Canon-Toshiba Joint Venture On SED Collapses
An anonymous reader writes "SED (Surface-conduction Electron-emitter Display) displays were supposed to be the brightest, most energy-efficient TVs to hit the market, so Canon and Toshiba created a joint venture in 2004 to capitalize on the emerging technology. The resulting entity, SED Inc., was sued in 2005 by Nano-Proprietary, the company that licensed SED technology to Canon in 1999. Nano-Proprietary says that the deal it signed with Canon doesn't extend to Toshiba. Rather than continue to fight the lawsuit and delay SED even further, Canon has now decided to buy out Toshiba's stake in SED Inc." Canon says that SED TVs will be delivered on time in Q4 of this year, but volume manufacturing (which Toshiba was supposed to handle) is being rethought.
Has anyone seen one of these? How do they compare to the top of the line LCD and Plasma screens? Is the picture hugely better, or are the main benefits in the power saving?
It looks like a good idea (the TVs.) Unfortunately, legal "mumbo jumbo" has, as always, gotten in the way. I don't see why Cannon had to give up, they could have probably dealt with it in court. Now the world can't replace their 2-day old, state-of-the-art 50in. plasma high-def sets. (sniffle) I don't like the idea of this split, and hopefully they'll find some way to make it work out. But Toshiba will probably hate Cannon temporarily, especially with the "Canon had planned to exploit Toshiba for its 'mass-production technologies,'" remark. (They'll get over it, because Cannon will try to pay big $$$ for them to produce something else:) I simply don't get it. Toshiba will come up with an alternative within a year, all the switching engineers will quit ASAP, and Cannon will find a way to produce the sets, but will be in debt forevermore. I hate deals like this, and I doubt it will be nearly perfect in the long-run. Oh well.
If ya cant beat 'em, Buy 'em!
How the hell did I get such bad karma? I blame the meds...
Well, guess this just means that we'll need to wait even longer for SED sets that anybody other than Bill Gates can afford.
This display seems like a very interesting step forward. Huge Contrast ratios (in the tens of thousands), fast response time, and a very nice viewing angle. I just wonder how long after they hit the consumer market that they will be in the common living room. Besides the hardcore enthusiasts, people will not be anxious to give up their brand new LCD flat panel TV and replace it with one of these. Oh, and one thing they should test for in QA is how hard of a throw it can withstand by someone who lets go of their Wii Remote.

TASKS TO COMPLETE -
[a] Rewrite the paragraph of the SED joint venture text that begins "An anonymous reader writes" as a short bulleted list that keeps its main facts.
[b] Decide whether each statement agrees with the SED joint venture text. Answer yes or no for each, and quote the exact words of the text that decide it.
(i) Nano-Proprietary licensed SED technology to Canon in 1999.
(ii) Canon sold its stake in SED Inc. to Toshiba.
(iii) One commenter says SED contrast ratios reach the tens of thousands.
[c] Return, word for word, the part of the SED joint venture text between "How the hell" and "Gates can afford.", inclusive.

EXTRACTED ENTRIES -

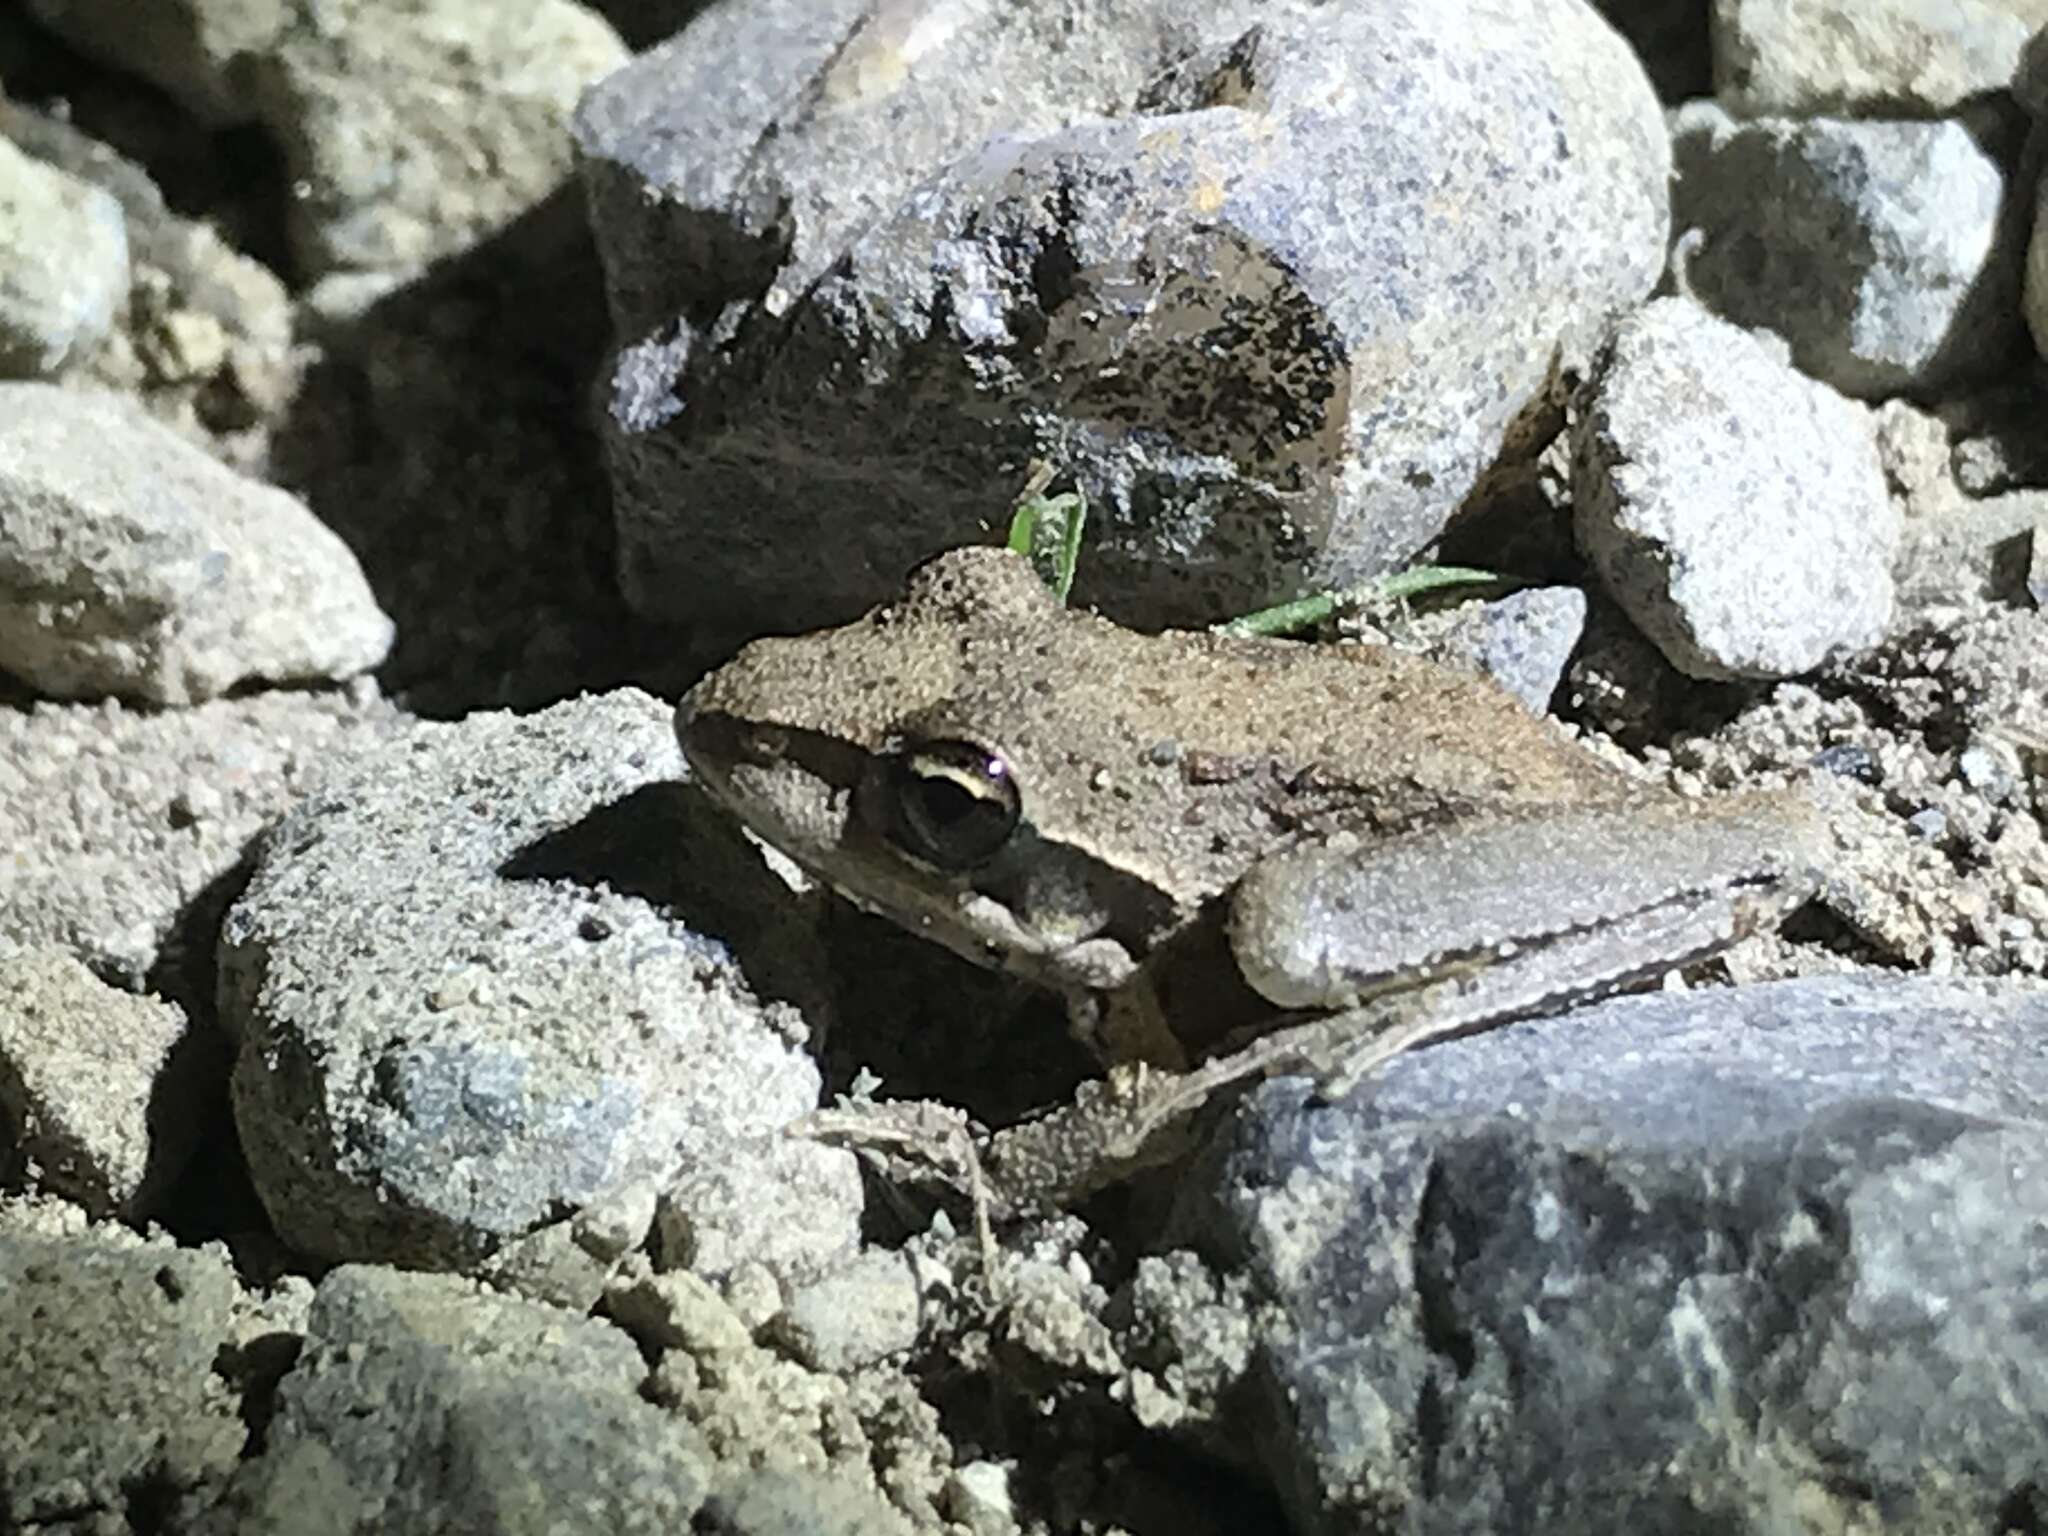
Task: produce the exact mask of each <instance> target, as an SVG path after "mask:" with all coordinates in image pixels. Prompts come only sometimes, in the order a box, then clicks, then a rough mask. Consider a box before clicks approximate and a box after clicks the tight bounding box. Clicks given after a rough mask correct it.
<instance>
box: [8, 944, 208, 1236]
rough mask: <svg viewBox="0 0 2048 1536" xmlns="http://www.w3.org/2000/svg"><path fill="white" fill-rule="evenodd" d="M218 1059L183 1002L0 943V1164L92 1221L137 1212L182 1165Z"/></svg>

==

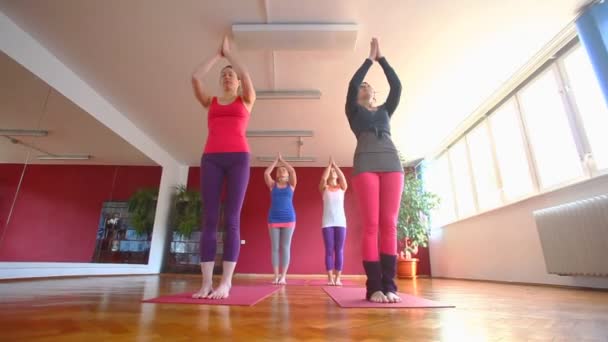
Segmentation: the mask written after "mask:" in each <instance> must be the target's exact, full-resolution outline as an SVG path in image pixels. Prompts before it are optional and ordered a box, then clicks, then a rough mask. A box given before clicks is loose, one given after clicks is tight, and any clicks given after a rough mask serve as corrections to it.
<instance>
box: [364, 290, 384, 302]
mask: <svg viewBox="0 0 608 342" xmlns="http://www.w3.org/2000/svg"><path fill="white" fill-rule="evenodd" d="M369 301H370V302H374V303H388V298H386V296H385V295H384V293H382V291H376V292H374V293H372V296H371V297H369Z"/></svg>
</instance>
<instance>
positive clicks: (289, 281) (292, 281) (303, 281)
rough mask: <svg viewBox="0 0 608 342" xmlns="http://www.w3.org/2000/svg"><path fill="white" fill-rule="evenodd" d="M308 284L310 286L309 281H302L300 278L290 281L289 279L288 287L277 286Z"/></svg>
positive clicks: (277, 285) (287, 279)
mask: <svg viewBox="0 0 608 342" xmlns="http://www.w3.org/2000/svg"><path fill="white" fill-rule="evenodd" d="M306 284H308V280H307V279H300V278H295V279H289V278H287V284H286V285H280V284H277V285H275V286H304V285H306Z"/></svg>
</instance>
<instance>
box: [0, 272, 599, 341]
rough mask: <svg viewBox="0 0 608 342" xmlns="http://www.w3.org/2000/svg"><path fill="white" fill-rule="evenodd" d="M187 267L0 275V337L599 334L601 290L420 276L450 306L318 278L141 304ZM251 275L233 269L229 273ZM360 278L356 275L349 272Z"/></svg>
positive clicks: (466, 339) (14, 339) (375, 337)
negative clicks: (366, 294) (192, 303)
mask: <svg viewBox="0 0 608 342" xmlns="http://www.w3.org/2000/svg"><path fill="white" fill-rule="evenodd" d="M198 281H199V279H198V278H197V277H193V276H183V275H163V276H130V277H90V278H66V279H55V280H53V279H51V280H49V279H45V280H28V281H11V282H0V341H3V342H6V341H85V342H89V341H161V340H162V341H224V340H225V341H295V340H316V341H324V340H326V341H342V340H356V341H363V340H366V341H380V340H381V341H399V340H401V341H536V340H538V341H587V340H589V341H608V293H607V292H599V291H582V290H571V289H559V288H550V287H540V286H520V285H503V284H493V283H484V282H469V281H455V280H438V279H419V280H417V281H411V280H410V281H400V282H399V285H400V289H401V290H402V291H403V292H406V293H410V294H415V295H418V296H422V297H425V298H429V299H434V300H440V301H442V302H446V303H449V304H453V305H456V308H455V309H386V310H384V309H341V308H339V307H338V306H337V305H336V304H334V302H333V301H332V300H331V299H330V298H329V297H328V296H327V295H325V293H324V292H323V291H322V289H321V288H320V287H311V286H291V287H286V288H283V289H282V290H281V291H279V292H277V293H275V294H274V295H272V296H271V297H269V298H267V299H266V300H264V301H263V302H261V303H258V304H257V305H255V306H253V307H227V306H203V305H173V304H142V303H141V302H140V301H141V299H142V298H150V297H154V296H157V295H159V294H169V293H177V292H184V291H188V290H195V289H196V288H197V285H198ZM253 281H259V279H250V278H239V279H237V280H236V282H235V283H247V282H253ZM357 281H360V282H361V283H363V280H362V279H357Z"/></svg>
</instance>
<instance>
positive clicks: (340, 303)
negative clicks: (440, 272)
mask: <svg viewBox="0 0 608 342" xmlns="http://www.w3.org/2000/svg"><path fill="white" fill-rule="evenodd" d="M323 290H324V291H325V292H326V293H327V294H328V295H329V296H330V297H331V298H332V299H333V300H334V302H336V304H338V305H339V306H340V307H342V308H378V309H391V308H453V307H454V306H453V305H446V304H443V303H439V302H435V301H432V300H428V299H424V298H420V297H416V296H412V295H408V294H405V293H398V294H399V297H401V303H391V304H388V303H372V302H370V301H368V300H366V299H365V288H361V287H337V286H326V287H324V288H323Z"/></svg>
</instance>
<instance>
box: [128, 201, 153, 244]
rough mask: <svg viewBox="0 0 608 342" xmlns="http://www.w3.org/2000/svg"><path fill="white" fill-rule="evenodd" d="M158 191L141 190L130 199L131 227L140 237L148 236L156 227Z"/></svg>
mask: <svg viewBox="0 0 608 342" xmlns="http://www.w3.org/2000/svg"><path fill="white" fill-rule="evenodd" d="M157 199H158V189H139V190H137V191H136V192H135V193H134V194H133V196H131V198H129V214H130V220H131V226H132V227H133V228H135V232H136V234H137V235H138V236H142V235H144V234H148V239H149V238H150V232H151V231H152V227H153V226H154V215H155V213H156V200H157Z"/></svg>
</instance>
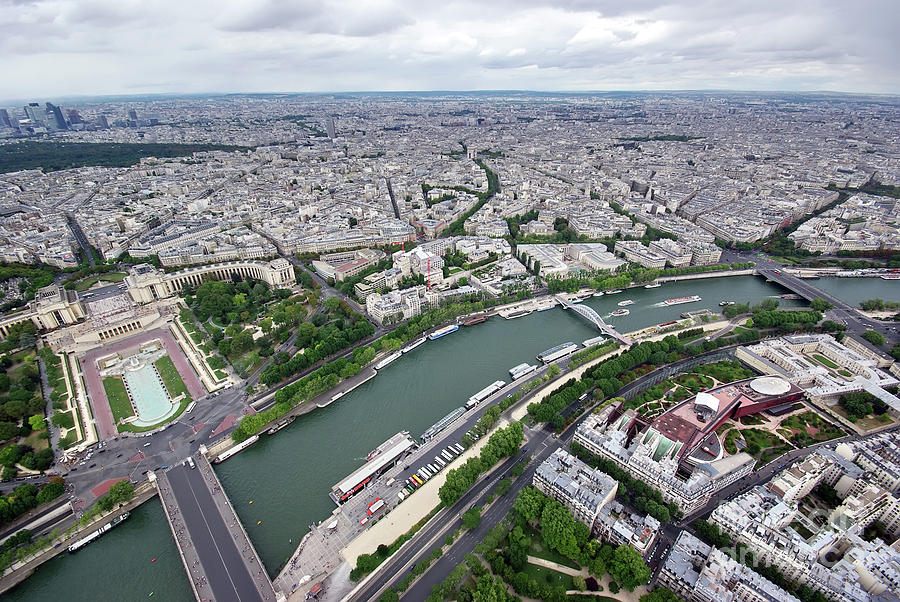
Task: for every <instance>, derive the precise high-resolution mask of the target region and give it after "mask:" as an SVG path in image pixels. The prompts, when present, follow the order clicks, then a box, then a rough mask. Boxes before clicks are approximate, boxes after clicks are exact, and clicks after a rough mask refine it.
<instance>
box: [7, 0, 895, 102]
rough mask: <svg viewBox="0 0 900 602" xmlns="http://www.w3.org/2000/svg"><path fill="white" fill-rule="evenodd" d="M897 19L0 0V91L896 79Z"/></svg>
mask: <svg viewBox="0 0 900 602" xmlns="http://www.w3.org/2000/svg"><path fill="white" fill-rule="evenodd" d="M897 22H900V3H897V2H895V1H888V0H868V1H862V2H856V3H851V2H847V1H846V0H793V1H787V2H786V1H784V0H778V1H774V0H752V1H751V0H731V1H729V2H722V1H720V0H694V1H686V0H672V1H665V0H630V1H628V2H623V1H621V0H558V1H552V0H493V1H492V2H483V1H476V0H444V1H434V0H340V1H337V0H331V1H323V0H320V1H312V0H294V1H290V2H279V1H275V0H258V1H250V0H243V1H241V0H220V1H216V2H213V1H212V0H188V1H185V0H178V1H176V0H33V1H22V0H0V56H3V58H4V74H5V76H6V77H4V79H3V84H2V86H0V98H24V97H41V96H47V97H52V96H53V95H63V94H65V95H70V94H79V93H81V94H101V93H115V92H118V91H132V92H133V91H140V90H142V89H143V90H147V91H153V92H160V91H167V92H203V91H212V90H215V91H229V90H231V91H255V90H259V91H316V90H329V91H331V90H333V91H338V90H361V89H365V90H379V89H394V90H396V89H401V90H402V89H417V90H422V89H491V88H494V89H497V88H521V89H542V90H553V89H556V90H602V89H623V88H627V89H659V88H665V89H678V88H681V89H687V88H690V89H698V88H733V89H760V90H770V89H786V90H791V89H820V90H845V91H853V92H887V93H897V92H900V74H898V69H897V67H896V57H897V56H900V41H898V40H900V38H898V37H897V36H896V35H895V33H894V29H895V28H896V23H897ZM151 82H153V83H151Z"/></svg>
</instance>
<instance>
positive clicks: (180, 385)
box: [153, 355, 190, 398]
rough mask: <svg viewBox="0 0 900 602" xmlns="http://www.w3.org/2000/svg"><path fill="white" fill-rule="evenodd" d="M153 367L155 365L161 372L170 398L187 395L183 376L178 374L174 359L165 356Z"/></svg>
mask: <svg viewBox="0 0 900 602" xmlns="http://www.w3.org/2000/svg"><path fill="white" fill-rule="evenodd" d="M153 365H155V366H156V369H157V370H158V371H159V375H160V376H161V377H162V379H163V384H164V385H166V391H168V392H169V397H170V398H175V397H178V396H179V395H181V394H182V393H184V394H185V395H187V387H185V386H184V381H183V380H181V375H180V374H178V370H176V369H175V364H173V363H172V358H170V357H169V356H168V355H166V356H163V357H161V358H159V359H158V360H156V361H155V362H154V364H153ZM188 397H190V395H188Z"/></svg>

PROBLEM SOLUTIONS -
[a]
- In 2004 Canon and Toshiba formed a joint venture, SED Inc., to capitalize on SED (Surface-conduction Electron-emitter Display) technology, which was expected to produce the brightest, most energy-efficient TVs.
- In 2005 Nano-Proprietary sued SED Inc. Nano-Proprietary had licensed SED technology to Canon in 1999, and it says that deal doesn't extend to Toshiba.
- Rather than keep fighting the lawsuit and delay SED further, Canon has decided to buy out Toshiba's stake in SED Inc.
- Canon says SED TVs will be delivered on time in Q4 of this year.
- Volume manufacturing, which Toshiba was supposed to handle, is being rethought.

[b]
(i) Yes: "the company that licensed SED technology to Canon in 1999"
(ii) No: "Canon has now decided to buy out Toshiba's stake in SED Inc."
(iii) Yes: "Huge Contrast ratios (in the tens of thousands)"

[c]
How the hell did I get such bad karma? I blame the meds...
Well, guess this just means that we'll need to wait even longer for SED sets that anybody other than Bill Gates can afford.